» **WRITTEN PROBLEM**:
Reproduce every one of the records below word for word, without changing a single character.

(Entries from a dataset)
-- Start --

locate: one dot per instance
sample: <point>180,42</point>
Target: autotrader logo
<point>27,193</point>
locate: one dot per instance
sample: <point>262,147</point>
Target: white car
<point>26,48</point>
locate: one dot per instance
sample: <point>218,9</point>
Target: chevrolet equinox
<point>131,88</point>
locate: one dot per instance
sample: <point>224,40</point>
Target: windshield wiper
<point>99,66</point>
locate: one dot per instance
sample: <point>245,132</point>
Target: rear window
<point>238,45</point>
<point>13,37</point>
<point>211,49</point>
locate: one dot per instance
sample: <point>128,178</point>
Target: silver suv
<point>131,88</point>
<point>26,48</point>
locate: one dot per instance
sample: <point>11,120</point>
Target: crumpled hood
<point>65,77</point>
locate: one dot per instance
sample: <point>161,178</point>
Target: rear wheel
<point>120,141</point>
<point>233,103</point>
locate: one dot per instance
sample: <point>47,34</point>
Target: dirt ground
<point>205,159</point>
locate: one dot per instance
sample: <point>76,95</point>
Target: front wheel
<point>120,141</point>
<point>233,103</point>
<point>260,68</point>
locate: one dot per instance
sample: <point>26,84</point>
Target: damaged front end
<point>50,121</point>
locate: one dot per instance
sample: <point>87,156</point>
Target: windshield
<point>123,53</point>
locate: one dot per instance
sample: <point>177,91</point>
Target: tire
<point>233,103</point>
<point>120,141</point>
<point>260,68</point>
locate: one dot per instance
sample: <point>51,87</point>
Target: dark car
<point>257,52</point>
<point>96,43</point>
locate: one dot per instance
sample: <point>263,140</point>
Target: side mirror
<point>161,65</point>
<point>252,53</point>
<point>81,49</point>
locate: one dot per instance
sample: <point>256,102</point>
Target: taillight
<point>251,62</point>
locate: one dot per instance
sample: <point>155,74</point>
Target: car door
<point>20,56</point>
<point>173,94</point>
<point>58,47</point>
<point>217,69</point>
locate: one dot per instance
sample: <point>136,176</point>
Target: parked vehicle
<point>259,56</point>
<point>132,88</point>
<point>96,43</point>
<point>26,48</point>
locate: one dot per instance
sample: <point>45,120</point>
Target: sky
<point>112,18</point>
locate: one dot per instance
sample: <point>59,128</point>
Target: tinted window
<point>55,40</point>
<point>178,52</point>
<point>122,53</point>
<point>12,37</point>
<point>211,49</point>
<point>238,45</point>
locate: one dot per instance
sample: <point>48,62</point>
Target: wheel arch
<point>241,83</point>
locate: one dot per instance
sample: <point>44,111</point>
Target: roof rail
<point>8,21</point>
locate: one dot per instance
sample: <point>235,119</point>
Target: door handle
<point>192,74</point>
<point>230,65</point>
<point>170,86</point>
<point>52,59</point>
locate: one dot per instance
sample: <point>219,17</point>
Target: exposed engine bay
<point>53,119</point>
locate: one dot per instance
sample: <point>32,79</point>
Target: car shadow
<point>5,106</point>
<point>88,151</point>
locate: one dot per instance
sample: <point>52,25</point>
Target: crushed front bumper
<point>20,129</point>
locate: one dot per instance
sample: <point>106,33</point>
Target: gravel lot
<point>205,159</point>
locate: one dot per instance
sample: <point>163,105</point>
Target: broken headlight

-- End --

» **WRITTEN SOLUTION**:
locate: one dot per instance
sample: <point>180,42</point>
Target: autotrader logo
<point>27,193</point>
locate: one dot per instance
sample: <point>262,147</point>
Target: white car
<point>26,48</point>
locate: one dot per instance
sample: <point>218,9</point>
Target: chevrolet equinox
<point>131,88</point>
locate: one dot per instance
sample: <point>224,40</point>
Target: windshield wiper
<point>99,66</point>
locate: one dot per instance
sample: <point>245,132</point>
Target: rear window
<point>238,45</point>
<point>13,37</point>
<point>211,49</point>
locate: one dot per instance
sample: <point>128,178</point>
Target: silver suv
<point>131,88</point>
<point>26,48</point>
locate: one dot per instance
sample: <point>11,120</point>
Target: crumpled hood
<point>65,77</point>
locate: one dot per instance
sample: <point>161,178</point>
Target: rear wheel
<point>120,141</point>
<point>233,103</point>
locate: one dot per instance
sample: <point>47,34</point>
Target: dirt ground
<point>205,159</point>
locate: one dot per instance
sample: <point>76,95</point>
Target: front wheel
<point>120,141</point>
<point>233,103</point>
<point>260,68</point>
locate: one dot per instance
sample: <point>26,84</point>
Target: damaged front end
<point>50,121</point>
locate: one dot per instance
sample: <point>87,156</point>
Target: windshield
<point>123,53</point>
locate: one dot per instance
sample: <point>177,91</point>
Target: tire
<point>233,103</point>
<point>120,141</point>
<point>260,68</point>
locate: one dot per instance
sample: <point>51,87</point>
Target: dark car
<point>257,52</point>
<point>96,43</point>
locate: one dot per instance
sample: <point>263,140</point>
Target: side mirror
<point>161,65</point>
<point>252,53</point>
<point>81,49</point>
locate: one dot per instance
sample: <point>256,102</point>
Target: taillight
<point>251,62</point>
locate: one dot per instance
sample: <point>155,74</point>
Target: car door
<point>20,56</point>
<point>173,94</point>
<point>58,47</point>
<point>217,69</point>
locate: one dot per instance
sample: <point>136,176</point>
Target: parked vehicle
<point>259,56</point>
<point>132,88</point>
<point>96,43</point>
<point>26,48</point>
locate: one dot per instance
sample: <point>45,120</point>
Target: sky
<point>112,18</point>
locate: one dot per instance
sample: <point>59,128</point>
Target: tinted window
<point>55,40</point>
<point>178,52</point>
<point>122,53</point>
<point>12,37</point>
<point>211,49</point>
<point>238,45</point>
locate: one dot per instance
sample: <point>48,62</point>
Target: wheel arch
<point>241,83</point>
locate: one dot per instance
sample: <point>44,111</point>
Target: roof rail
<point>8,21</point>
locate: one dot per instance
sample: <point>235,119</point>
Target: door handle
<point>192,74</point>
<point>230,65</point>
<point>170,86</point>
<point>52,59</point>
locate: one dot per instance
sample: <point>219,17</point>
Target: exposed engine bay
<point>53,119</point>
locate: one dot per instance
sample: <point>32,79</point>
Target: car shadow
<point>5,106</point>
<point>88,151</point>
locate: one dot per instance
sample: <point>52,25</point>
Target: crushed front bumper
<point>20,129</point>
locate: one dot per instance
sample: <point>106,33</point>
Target: gravel lot
<point>205,159</point>
locate: one dot per instance
sample: <point>163,105</point>
Target: broken headlight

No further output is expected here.